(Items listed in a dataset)
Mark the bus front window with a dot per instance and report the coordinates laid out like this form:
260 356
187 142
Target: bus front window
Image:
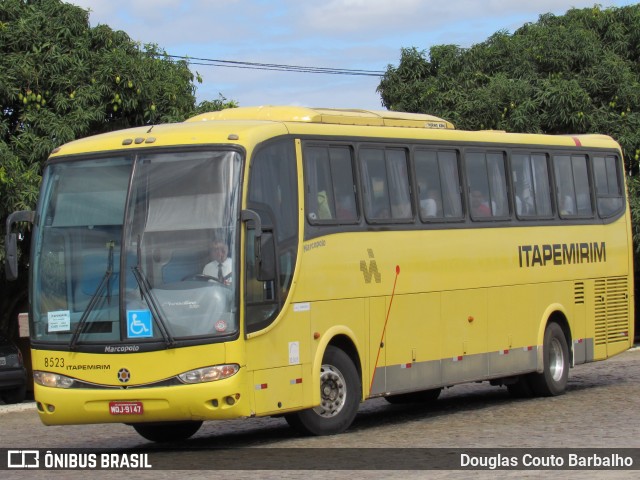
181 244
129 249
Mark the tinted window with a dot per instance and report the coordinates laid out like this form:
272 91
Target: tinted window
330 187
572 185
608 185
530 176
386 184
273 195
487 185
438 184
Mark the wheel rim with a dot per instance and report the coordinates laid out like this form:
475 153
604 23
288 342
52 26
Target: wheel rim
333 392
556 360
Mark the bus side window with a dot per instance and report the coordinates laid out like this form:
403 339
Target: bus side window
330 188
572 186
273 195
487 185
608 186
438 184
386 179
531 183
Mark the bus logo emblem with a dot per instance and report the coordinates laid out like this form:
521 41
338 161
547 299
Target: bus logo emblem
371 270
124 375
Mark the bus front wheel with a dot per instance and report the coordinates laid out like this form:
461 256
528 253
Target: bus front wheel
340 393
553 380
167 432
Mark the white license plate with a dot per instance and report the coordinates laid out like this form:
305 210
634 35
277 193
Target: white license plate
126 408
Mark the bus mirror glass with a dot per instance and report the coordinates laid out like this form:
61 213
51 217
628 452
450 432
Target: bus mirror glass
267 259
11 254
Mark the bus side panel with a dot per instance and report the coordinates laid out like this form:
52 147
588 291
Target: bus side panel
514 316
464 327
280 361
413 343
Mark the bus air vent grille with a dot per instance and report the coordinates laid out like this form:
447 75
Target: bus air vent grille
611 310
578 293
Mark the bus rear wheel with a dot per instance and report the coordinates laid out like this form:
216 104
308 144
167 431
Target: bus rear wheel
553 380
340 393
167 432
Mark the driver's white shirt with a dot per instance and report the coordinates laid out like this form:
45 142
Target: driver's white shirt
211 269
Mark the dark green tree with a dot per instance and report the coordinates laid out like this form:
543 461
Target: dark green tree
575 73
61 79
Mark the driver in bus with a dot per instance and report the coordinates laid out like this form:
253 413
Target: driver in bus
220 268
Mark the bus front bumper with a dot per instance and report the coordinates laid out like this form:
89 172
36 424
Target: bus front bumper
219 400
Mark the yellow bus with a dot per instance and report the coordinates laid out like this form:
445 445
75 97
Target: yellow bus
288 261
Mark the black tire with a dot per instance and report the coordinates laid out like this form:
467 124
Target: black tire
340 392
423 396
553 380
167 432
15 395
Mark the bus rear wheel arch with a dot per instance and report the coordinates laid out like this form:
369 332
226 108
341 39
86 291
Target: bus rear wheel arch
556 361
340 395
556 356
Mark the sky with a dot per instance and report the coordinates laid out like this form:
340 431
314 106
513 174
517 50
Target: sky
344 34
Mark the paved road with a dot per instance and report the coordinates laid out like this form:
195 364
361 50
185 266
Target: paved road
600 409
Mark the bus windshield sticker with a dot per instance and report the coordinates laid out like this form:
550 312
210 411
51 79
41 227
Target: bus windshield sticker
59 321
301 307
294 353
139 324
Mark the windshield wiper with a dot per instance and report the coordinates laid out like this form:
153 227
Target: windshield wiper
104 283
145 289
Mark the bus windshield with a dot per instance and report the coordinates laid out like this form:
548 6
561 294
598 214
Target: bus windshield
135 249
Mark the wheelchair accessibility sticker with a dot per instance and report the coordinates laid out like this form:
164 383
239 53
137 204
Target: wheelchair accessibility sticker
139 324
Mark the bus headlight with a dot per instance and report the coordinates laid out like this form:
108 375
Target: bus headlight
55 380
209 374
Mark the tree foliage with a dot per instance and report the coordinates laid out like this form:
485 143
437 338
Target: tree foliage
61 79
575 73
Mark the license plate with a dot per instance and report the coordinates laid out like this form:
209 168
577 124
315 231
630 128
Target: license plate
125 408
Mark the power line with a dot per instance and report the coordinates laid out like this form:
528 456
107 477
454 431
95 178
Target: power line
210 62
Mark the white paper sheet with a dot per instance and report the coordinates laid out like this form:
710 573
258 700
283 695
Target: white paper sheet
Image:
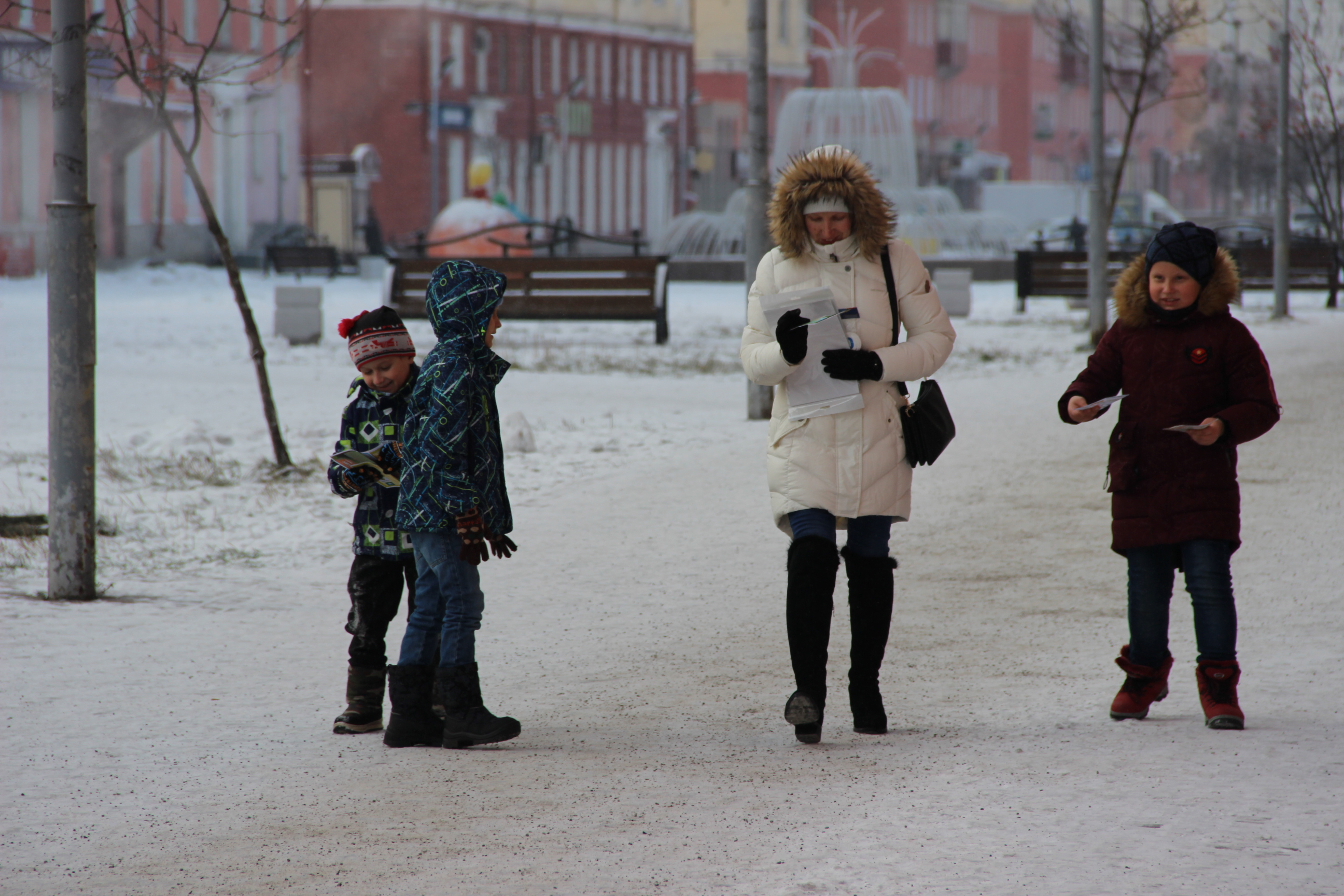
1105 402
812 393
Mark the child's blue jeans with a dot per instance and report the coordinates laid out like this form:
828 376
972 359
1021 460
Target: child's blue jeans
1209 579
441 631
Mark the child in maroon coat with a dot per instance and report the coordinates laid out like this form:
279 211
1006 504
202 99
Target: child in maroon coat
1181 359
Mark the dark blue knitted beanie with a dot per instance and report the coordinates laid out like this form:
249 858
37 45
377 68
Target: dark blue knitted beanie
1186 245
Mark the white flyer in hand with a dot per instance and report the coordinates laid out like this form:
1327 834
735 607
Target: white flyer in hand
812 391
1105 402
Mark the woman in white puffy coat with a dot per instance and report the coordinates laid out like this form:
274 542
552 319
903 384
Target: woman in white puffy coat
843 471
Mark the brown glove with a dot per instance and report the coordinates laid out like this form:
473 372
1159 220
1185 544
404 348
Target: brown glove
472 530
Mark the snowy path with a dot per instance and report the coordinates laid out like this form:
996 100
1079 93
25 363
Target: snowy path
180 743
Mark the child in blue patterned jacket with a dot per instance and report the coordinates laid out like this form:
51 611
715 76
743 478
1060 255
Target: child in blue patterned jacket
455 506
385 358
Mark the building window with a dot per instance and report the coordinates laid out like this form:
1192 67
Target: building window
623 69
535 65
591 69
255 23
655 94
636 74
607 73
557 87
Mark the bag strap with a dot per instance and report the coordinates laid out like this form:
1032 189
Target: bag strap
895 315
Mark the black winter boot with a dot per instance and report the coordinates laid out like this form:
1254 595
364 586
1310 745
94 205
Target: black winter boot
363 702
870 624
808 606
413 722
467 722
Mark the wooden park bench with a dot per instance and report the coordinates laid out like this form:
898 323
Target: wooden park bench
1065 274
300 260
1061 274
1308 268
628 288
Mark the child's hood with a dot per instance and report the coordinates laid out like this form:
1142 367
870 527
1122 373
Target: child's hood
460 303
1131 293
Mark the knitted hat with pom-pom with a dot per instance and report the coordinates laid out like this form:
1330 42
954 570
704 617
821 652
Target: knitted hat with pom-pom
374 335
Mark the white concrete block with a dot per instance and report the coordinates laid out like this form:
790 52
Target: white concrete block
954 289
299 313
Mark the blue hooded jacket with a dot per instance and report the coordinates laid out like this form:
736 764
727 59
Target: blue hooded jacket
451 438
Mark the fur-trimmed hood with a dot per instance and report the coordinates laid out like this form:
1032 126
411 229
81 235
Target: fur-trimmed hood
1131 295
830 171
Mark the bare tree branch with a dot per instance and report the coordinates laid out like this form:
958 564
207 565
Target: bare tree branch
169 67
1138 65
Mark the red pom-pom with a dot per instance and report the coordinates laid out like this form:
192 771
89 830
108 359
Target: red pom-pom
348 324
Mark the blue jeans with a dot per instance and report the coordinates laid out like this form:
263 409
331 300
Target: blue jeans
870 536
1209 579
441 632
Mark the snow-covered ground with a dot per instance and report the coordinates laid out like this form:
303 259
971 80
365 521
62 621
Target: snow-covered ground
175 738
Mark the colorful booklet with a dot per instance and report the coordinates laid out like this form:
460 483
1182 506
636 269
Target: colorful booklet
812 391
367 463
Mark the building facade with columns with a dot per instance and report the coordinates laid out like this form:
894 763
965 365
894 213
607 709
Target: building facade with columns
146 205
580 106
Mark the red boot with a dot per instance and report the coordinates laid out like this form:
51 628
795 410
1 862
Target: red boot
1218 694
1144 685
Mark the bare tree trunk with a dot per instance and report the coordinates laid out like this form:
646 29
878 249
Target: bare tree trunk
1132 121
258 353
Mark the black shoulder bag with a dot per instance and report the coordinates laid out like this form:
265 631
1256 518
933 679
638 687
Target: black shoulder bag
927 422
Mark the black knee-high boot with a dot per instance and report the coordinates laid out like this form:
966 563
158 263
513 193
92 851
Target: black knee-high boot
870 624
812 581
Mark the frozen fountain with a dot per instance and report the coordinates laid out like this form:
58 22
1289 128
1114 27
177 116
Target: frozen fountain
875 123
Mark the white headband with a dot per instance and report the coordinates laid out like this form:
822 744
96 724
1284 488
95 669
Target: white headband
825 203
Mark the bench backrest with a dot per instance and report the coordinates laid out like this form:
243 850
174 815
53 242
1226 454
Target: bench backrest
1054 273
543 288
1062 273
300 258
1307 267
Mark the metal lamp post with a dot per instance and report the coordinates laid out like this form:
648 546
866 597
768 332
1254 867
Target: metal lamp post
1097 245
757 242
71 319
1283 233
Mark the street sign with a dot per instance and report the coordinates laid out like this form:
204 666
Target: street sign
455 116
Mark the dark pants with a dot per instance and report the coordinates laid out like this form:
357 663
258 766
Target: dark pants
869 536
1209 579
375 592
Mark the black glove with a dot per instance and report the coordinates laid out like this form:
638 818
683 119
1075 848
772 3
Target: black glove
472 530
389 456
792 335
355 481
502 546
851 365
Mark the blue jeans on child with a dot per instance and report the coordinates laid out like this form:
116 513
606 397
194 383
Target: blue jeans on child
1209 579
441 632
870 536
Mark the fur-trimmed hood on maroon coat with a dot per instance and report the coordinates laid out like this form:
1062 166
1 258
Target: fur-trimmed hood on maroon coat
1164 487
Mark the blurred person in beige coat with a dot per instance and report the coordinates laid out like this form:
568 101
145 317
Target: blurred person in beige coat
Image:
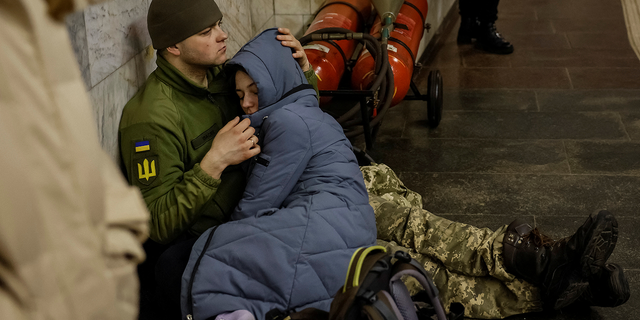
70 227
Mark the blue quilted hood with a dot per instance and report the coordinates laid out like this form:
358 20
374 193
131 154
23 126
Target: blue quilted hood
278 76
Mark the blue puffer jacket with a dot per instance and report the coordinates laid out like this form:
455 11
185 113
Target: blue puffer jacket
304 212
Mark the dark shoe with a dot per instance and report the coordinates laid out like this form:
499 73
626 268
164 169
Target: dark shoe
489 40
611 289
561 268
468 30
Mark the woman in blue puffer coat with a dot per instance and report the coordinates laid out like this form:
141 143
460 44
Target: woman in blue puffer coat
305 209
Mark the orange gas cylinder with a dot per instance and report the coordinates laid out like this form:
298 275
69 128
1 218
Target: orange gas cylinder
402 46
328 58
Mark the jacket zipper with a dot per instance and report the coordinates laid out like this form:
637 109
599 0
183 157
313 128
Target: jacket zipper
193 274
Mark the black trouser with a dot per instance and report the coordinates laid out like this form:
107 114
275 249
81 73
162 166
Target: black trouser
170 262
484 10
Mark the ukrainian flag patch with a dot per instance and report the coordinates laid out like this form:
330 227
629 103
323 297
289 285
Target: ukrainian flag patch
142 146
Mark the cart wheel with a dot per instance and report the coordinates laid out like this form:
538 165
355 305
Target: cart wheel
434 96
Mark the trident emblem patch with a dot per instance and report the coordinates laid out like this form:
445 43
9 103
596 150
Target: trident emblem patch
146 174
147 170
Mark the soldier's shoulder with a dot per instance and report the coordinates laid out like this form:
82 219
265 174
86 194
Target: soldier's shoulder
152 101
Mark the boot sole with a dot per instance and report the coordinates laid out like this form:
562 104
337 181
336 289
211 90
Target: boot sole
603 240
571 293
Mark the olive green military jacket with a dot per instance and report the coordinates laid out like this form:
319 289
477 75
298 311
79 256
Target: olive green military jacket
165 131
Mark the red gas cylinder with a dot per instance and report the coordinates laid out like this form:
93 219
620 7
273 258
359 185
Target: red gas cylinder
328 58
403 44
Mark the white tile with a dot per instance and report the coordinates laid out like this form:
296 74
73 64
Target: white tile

→ WHAT IS NEEDED
Work through the entries, filtering for the string "beige", and copy each line that holds it.

→ FINISHED EXERCISE
Mark the blurred person in beige coat with a dot per instance and report the coordinates laid out like this form:
Target: blurred person in beige coat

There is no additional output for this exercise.